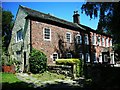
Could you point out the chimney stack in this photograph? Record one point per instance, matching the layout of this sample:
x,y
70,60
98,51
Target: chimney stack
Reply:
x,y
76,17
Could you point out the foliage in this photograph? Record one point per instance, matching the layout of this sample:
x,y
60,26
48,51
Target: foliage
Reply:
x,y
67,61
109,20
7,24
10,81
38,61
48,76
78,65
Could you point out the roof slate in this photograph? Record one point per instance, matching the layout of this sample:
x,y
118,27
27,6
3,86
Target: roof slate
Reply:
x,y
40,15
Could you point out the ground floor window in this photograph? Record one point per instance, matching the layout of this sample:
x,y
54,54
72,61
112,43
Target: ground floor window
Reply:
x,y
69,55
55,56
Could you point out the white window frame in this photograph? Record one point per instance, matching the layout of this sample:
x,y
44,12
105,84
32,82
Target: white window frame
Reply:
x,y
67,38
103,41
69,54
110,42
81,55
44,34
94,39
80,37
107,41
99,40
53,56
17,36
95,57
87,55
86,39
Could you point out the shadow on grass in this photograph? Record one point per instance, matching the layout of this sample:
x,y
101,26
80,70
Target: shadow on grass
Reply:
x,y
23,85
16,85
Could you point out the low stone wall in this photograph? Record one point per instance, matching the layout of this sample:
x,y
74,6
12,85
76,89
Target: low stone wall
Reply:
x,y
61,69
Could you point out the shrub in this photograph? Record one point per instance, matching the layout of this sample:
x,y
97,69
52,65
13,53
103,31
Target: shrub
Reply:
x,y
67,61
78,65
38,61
○ ○ ○ ○ ○
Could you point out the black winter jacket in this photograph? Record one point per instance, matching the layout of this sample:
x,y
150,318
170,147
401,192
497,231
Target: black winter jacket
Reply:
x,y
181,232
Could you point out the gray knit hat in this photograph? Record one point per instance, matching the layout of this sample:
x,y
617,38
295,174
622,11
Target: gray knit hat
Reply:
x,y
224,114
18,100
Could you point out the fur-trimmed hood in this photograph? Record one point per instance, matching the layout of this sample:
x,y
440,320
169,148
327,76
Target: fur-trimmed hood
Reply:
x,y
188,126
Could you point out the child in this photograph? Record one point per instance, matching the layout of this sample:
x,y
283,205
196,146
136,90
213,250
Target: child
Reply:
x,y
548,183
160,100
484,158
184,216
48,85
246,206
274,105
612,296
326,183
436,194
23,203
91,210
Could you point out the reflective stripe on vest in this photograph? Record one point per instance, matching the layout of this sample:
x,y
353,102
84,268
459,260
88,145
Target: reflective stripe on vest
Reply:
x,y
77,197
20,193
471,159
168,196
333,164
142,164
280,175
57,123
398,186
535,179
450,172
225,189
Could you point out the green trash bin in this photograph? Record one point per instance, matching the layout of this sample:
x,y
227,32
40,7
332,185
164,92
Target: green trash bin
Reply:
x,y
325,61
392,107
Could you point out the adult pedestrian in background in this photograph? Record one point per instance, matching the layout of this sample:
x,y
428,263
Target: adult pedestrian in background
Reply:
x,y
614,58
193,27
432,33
○ ○ ○ ○ ○
Copy every line in the records above that contains the string "roof". Case counts.

Could you point out the roof slate in this photograph? Record one point per instance, matching the layout of this sample:
Target: roof slate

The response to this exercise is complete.